__Exercise task__. Extract every line from the listing below that contains the word "story". Matching is case-sensitive.

__Source data__.
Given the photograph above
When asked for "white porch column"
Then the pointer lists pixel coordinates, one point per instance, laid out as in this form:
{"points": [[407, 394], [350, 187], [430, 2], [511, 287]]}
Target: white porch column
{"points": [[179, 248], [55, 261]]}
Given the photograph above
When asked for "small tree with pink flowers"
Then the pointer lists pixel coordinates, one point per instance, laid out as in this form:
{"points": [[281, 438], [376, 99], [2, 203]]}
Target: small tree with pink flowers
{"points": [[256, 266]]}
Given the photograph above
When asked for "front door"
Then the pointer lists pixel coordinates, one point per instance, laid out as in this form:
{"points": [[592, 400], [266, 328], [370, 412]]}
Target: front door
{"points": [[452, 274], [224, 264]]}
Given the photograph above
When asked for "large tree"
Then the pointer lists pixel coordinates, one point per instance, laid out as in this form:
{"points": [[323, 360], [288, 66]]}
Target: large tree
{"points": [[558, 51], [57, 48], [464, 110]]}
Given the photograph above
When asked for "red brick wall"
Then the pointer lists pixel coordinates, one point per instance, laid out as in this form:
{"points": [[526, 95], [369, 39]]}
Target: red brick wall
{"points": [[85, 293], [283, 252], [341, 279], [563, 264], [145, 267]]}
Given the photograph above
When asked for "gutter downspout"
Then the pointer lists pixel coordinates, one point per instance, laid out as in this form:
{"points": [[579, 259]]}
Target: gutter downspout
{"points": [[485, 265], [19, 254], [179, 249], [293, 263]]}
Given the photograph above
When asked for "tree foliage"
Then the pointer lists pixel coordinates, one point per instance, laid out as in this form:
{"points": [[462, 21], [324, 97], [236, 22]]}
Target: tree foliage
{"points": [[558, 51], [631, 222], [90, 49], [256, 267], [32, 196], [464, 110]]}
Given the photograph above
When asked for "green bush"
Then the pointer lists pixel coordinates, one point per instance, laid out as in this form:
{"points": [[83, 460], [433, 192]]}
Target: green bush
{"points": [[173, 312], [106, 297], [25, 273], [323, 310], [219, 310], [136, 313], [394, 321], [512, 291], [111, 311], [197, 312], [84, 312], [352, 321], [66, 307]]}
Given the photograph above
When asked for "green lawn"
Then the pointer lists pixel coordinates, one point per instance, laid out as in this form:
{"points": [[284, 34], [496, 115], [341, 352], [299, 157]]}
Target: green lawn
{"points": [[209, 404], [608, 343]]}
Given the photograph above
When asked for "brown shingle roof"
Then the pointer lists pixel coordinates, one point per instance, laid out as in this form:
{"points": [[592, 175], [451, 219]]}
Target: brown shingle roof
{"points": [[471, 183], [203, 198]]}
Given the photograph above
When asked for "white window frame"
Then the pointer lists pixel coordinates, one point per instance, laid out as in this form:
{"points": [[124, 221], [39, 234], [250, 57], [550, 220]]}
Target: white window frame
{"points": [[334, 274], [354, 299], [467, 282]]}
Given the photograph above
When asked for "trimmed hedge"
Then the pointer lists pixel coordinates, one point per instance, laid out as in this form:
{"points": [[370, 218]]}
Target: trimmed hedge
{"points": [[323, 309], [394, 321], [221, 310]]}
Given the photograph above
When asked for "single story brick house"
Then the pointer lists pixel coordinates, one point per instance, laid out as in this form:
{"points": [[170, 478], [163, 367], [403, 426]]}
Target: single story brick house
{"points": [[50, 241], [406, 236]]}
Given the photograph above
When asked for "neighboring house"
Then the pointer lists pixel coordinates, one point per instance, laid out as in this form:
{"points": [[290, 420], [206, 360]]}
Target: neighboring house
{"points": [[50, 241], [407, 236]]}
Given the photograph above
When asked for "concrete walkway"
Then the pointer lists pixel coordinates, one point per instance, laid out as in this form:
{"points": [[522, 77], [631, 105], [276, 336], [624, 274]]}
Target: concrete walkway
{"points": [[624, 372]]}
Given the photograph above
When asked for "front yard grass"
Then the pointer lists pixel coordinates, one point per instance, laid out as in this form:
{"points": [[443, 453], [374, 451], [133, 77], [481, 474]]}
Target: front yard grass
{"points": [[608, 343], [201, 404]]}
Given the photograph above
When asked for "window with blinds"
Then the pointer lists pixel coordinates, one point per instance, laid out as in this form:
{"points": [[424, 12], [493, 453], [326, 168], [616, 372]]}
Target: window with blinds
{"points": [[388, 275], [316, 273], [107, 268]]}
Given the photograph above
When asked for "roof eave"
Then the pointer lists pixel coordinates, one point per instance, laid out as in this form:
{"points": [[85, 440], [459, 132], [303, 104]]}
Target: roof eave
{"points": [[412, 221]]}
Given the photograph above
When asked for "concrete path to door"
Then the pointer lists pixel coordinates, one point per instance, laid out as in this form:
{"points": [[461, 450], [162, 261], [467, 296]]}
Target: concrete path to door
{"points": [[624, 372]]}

__Output of the exercise__.
When asked for "single story brick house"
Target: single story brick house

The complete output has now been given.